Find every line in the data that contains the word "hillside". Return each of those lines.

Point localization data:
--- START ---
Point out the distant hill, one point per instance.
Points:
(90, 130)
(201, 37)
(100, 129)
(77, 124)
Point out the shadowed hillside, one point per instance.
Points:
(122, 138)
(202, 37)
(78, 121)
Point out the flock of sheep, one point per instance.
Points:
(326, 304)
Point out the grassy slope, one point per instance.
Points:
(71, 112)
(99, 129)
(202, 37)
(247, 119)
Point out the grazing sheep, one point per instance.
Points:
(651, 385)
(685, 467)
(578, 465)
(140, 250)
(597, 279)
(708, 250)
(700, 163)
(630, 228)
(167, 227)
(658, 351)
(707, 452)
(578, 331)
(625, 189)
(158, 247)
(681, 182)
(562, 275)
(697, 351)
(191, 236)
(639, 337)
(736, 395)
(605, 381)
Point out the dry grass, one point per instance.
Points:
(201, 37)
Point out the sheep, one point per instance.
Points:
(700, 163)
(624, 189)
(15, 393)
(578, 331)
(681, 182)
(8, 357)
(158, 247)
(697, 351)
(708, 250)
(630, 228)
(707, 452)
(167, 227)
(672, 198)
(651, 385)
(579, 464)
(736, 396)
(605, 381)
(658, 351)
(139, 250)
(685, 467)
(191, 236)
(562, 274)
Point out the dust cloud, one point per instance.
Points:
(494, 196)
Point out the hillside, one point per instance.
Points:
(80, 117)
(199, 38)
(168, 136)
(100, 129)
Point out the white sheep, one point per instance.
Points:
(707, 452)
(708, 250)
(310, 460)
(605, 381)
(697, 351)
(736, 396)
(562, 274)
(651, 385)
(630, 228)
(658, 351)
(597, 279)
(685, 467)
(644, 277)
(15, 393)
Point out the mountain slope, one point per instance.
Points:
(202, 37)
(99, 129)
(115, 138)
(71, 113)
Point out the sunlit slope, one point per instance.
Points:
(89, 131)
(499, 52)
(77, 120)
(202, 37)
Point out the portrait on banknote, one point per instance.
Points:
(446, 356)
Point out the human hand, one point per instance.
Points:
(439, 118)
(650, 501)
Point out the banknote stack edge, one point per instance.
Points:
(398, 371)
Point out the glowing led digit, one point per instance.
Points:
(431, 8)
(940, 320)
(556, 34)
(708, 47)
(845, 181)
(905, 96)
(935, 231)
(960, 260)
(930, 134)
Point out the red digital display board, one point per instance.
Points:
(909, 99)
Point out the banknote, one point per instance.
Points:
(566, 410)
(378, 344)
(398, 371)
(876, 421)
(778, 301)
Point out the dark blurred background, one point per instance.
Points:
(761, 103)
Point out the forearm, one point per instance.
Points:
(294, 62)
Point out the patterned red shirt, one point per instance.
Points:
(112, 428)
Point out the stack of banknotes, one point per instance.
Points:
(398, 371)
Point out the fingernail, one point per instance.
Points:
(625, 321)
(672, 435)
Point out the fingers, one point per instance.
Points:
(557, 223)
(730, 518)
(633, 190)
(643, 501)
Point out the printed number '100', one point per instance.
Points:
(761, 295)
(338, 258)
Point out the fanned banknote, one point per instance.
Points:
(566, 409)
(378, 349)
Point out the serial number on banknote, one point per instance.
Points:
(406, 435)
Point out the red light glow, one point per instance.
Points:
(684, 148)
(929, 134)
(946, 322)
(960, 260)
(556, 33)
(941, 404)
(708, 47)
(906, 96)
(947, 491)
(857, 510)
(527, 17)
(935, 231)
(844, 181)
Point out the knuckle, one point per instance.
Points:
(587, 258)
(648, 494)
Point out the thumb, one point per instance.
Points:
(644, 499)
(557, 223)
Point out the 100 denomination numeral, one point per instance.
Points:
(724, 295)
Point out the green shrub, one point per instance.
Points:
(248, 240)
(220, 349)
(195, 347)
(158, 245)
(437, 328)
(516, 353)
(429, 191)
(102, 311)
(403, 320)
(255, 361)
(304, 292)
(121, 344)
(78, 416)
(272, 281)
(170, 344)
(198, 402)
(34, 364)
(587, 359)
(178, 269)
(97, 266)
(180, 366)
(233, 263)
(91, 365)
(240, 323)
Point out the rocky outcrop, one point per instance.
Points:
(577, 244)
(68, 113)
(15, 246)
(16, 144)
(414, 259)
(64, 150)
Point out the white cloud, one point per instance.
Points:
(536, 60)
--- END ---
> _Result for this exercise_
Point out the shadowed hillside, one point per instance.
Point out the hillside, one point per instance.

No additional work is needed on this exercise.